■ **APPLY WHAT YOU READ**:
1 > According to the news excerpt about Putin's remarks on Tatars and the Russian census, which body drew up the list of nationalities for use during the October census?
2 > Carry on the news excerpt about Putin's remarks on Tatars and the Russian census, starting after its final sentence.
*** DOCUMENT EXCERPT ***
The new chairman of the nationwide Tatar National Cultural Autonomy, Rimzil Veliev, said that Putin's comments were a false analogy, the local branch of Russian state television, GTRK Tatarstan, reported on 1 September. Veliev said that Russians are not prevented from studying their native language or developing their culture in Tatarstan, "while the same cannot be said for Tatars in Bashkortostan." Veliev added that Russian is seen and heard more on the streets of Bashkortostan than Tatar.

Putin Pledges Assistance To Russian Citizens Living Abroad...
During the same 30 August meeting, President Putin said that he had ordered "all state organs, including the Foreign Ministry of the Russian Federation, to pay special attention to, and to provide informational, organizational, legal, and administrative assistance to, [citizens of the Russian Federation living abroad]." He added that this assistance would be provided regardless of the ethnicity of those Russian citizens.

...Criticizes List Of Nationalities For Russian Census...
Putin also commented on the list of nationalities that had been drawn up by the Ethnology and Anthropology Institute of the Russian Academy of Sciences for use during the October census, saying that "if we use the list in its current form, we would miscalculate not only Tatars, but we would also lose half of Russians, since they wouldn't know how to register themselves" (see "RFE/RL Tatar-Bashkir Report," 30 August 2002).
*** End of DOCUMENT EXCERPT ***
*** EXCERPTED DATA ***
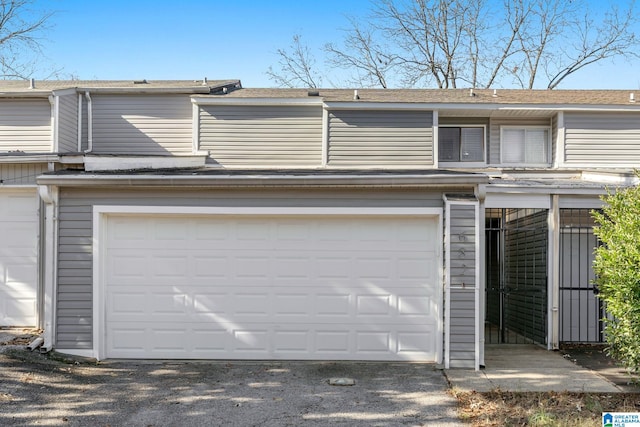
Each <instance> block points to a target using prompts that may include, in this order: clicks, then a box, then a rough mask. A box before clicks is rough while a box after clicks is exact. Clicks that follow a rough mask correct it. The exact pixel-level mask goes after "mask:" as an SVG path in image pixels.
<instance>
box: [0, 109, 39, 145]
mask: <svg viewBox="0 0 640 427" xmlns="http://www.w3.org/2000/svg"><path fill="white" fill-rule="evenodd" d="M16 150H19V151H23V152H25V153H49V152H51V104H50V103H49V100H46V99H44V100H43V99H38V100H29V101H24V100H3V101H0V152H6V151H16Z"/></svg>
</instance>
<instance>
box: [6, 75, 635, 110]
mask: <svg viewBox="0 0 640 427" xmlns="http://www.w3.org/2000/svg"><path fill="white" fill-rule="evenodd" d="M223 88H227V89H228V90H227V91H226V93H223ZM65 89H74V90H77V91H79V92H84V91H90V92H92V93H186V94H193V95H200V96H202V97H203V98H209V99H211V100H236V101H239V102H242V100H248V99H252V100H274V101H278V100H292V99H294V100H308V101H313V100H316V101H317V102H325V103H332V102H335V103H347V102H349V103H351V102H353V103H363V104H364V103H383V104H384V103H405V104H440V105H443V104H449V105H463V106H465V107H470V106H474V105H475V106H477V107H480V108H491V107H493V106H496V107H500V106H517V105H522V106H540V107H544V106H549V107H558V106H569V107H570V106H596V105H597V106H608V107H624V108H625V109H627V108H633V109H635V108H638V109H640V90H635V92H637V95H638V96H637V98H638V103H637V105H636V103H635V99H636V93H635V92H634V90H633V89H630V90H558V89H554V90H524V89H495V90H494V89H473V90H471V89H311V90H309V89H283V88H243V87H242V84H241V83H240V80H237V79H226V80H206V79H202V80H145V79H140V80H35V81H33V86H32V82H31V81H27V80H0V97H29V96H39V97H42V96H48V95H50V94H51V93H52V91H58V90H65ZM356 90H357V98H355V97H354V95H355V91H356ZM632 97H633V98H632ZM632 99H633V101H632Z"/></svg>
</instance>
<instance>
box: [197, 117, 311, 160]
mask: <svg viewBox="0 0 640 427" xmlns="http://www.w3.org/2000/svg"><path fill="white" fill-rule="evenodd" d="M199 143H200V149H201V150H208V151H209V152H210V157H211V159H212V161H214V162H215V163H219V164H220V165H223V166H227V167H268V166H278V167H291V168H295V167H309V166H311V167H320V166H321V165H322V109H321V108H320V106H315V107H309V106H304V107H291V106H201V107H200V142H199Z"/></svg>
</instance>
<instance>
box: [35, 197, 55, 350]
mask: <svg viewBox="0 0 640 427" xmlns="http://www.w3.org/2000/svg"><path fill="white" fill-rule="evenodd" d="M38 194H39V195H40V199H41V200H42V201H43V202H44V220H45V230H44V236H45V245H44V271H43V275H44V325H43V326H44V333H43V338H44V344H43V345H42V347H41V351H42V352H48V351H50V350H51V349H52V348H53V342H54V337H55V324H56V322H55V311H56V307H55V306H56V295H55V294H56V288H57V286H56V282H57V270H58V269H57V264H58V260H57V256H56V253H57V251H56V247H57V245H58V187H57V186H53V185H40V186H38Z"/></svg>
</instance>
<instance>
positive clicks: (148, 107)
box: [91, 94, 193, 155]
mask: <svg viewBox="0 0 640 427" xmlns="http://www.w3.org/2000/svg"><path fill="white" fill-rule="evenodd" d="M91 97H92V108H93V152H94V153H96V154H141V155H172V154H190V153H192V152H193V148H192V147H193V143H192V107H191V99H190V98H189V96H188V95H97V94H93V95H91Z"/></svg>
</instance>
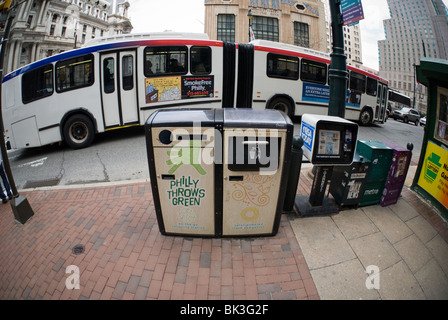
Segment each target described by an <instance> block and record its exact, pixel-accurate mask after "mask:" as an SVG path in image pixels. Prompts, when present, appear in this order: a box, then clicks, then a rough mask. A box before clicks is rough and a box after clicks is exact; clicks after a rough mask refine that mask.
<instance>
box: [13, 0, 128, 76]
mask: <svg viewBox="0 0 448 320" xmlns="http://www.w3.org/2000/svg"><path fill="white" fill-rule="evenodd" d="M129 7H130V4H129V2H128V1H125V0H29V1H13V2H12V4H11V7H10V10H11V9H12V10H14V11H15V18H14V20H13V22H12V25H11V31H10V35H9V41H8V49H7V51H6V56H5V60H4V65H5V68H4V69H5V73H6V72H10V71H13V70H15V69H17V68H19V67H21V66H23V65H26V64H29V63H31V62H34V61H37V60H40V59H43V58H46V57H49V56H52V55H54V54H57V53H60V52H63V51H67V50H71V49H74V48H79V47H80V46H82V45H83V44H84V43H86V42H88V41H89V40H91V39H93V38H95V37H101V36H108V35H116V34H123V33H130V32H131V31H132V24H131V22H130V20H129V17H128V9H129Z"/></svg>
*** End of EXCERPTED DATA ***
■ **RESPONSES BY ITEM NUMBER**:
1 > The Ethnology and Anthropology Institute of the Russian Academy of Sciences.

2 >
...Comments On Status Of Power-Sharing Treaty
Commenting on the comments of some congress delegates who expressed concerns about the grim prospects for the power-sharing treaty between Kazan and Moscow, Putin said that "treaty-based relations are stipulated in the Russian Constitution and they can only be abolished by making amendments to the constitution." Nevertheless, he admitted that some of the treaty's provisions will be revised by special commissions comprised of members of the Tatar and Russian governments.

The power-sharing treaty between Russia and Tatarstan is the major document regulating relations between the two and was included in the new Tatar Constitution adopted earlier this year.

Head Of Egerce Administration Killed
Refis Seitov, head of the local administration of Tatarstan's Egerce region, was killed near his home on the night of 30 August while returning home from Republic Day celebrations in Kazan, an Interior Ministry official told an RFE/RL Kazan correspondent the next day. Seitov had not mentioned any threats prior to the murder.

Though there was a wave of killings of Tatarstan-based businessmen in the early 1990s, this is the first time a state official of this rank has been murdered in the republic.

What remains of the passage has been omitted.